• [Given text]
42      Furthermore, the Court has held that it is relevant that a ‘communication’, within the meaning of Article 3(1) of Directive 2001/29, is of a profit-making nature (judgment of 8 September 2016, GS Media, C-160/15, EU:C:2016:644, paragraph 38 and the case-law cited).

43      Secondly, in order to be categorised as a ‘communication to the public’, within the meaning of that provision, the protected works must also in fact be communicated to a public (judgments of 31 May 2016, Reha Training, C-117/15, EU:C:2016:379, paragraph 40, and of 28 October 2020, BY (Photographic evidence), C-637/19, EU:C:2020:863, paragraph 25 and the case-law cited).

44      In that regard, the Court has specified that the concept of ‘public’ refers to an indeterminate number of potential recipients and implies, moreover, a fairly large number of people (judgments of 31 May 2016, Reha Training, C-117/15, EU:C:2016:379, paragraph 41, and of 22 June 2021, YouTube and Cyando, C-682/18 and C-683/18, EU:C:2021:503, paragraph 69 and the case-law cited).

45      It also follows from settled case-law that, in order to be categorised as a ‘communication to the public’, a protected work must be communicated using specific technical means, different from those previously used or, failing that, to a ‘new public’, that is to say, to a public that was not already taken into account by the copyright holder when it authorised the initial communication of its work to the public (judgment of 22 June 2021, YouTube and Cyando, C-682/18 and C-683/18, EU:C:2021:503, paragraph 70 and the case-law cited).

46      It is in the light, inter alia, of those criteria and in accordance with the need for an individual assessment established in paragraph 39 above that it must be assessed whether, in a case such as that at issue in the main proceedings, a hotel operator that provides in the rooms and fitness area of that hotel television and/or radio sets to which it retransmits a broadcast signal is making a communication to the public, within the meaning of Article 3(1) of Directive 2001/29.

47      While it is, in principle, for the national court to determine whether that is the situation in a particular case and to make all definitive findings of fact in that regard, the Court has jurisdiction to provide the national court with all the guidance as to the interpretation of EU law in order to determine whether there is such an act of communication to the public.

48      In the present case, in the first place, it must be held that a hotel operator carries out an act of communication, within the meaning of Article 3(1) of Directive 2001/29, when it intentionally transmits protected works to its clientele by intentionally distributing a signal by means of television sets which it has installed in its establishment (see, to that effect, judgment of 31 May 2016, Reha Training, C-117/15, EU:C:2016:379, paragraph 54 and the case-law cited).

49      In the second place, the Court has already held that the guests of such a hotel constitute an indeterminate number of potential recipients, in so far as the access of those guests to the services of that establishment is the result of their own choice and is limited only by the capacity of the establishment in question, and that the guests of a hotel constitute a fairly large number of persons, such that they must be considered to be a ‘public’ (judgment of 15 March 2012, Phonographic Performance (Ireland), C-162/10, EU:C:2012:141, paragraphs 41 and 42).

[Entries from a dataset]
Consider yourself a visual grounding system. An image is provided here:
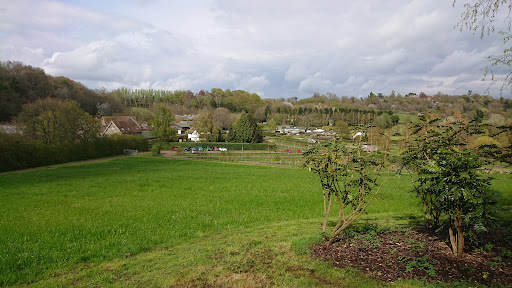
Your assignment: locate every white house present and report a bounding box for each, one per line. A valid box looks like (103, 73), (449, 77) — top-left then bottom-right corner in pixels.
(188, 130), (200, 142)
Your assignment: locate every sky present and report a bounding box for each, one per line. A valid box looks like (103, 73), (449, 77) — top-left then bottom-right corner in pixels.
(0, 0), (510, 99)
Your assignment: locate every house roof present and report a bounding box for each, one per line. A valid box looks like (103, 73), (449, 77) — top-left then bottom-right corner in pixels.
(101, 116), (146, 134)
(171, 121), (192, 129)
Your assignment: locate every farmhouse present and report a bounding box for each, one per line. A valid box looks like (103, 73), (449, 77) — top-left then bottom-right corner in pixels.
(188, 130), (201, 142)
(171, 121), (192, 135)
(101, 116), (151, 138)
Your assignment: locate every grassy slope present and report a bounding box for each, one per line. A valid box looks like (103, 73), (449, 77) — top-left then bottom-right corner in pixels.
(0, 157), (510, 287)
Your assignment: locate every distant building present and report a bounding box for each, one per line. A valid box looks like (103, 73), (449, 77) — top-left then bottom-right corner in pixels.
(101, 116), (152, 138)
(171, 121), (192, 135)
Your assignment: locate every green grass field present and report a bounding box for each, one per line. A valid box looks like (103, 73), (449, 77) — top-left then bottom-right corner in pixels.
(0, 157), (512, 287)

• [What to work on] Decide whether each statement agrees with the court passage: (a) the concept of "public" implies a fairly large number of people; (b) the Court of Justice itself makes all definitive findings of fact about whether there is a communication to the public; (c) hotel guests were held to be a "public" in a judgment from 2016. Answer yes or no for each, quoting the words of the court passage that decide it. The entries have no connection to the court passage.

• [Exercise response]
(a) Yes: "implies, moreover, a fairly large number of people"
(b) No: "it is, in principle, for the national court to determine whether that is the situation in a particular case and to make all definitive findings of fact in that regard"
(c) No: "judgment of 15 March 2012, Phonographic Performance (Ireland), C-162/10, EU:C:2012:141, paragraphs 41 and 42"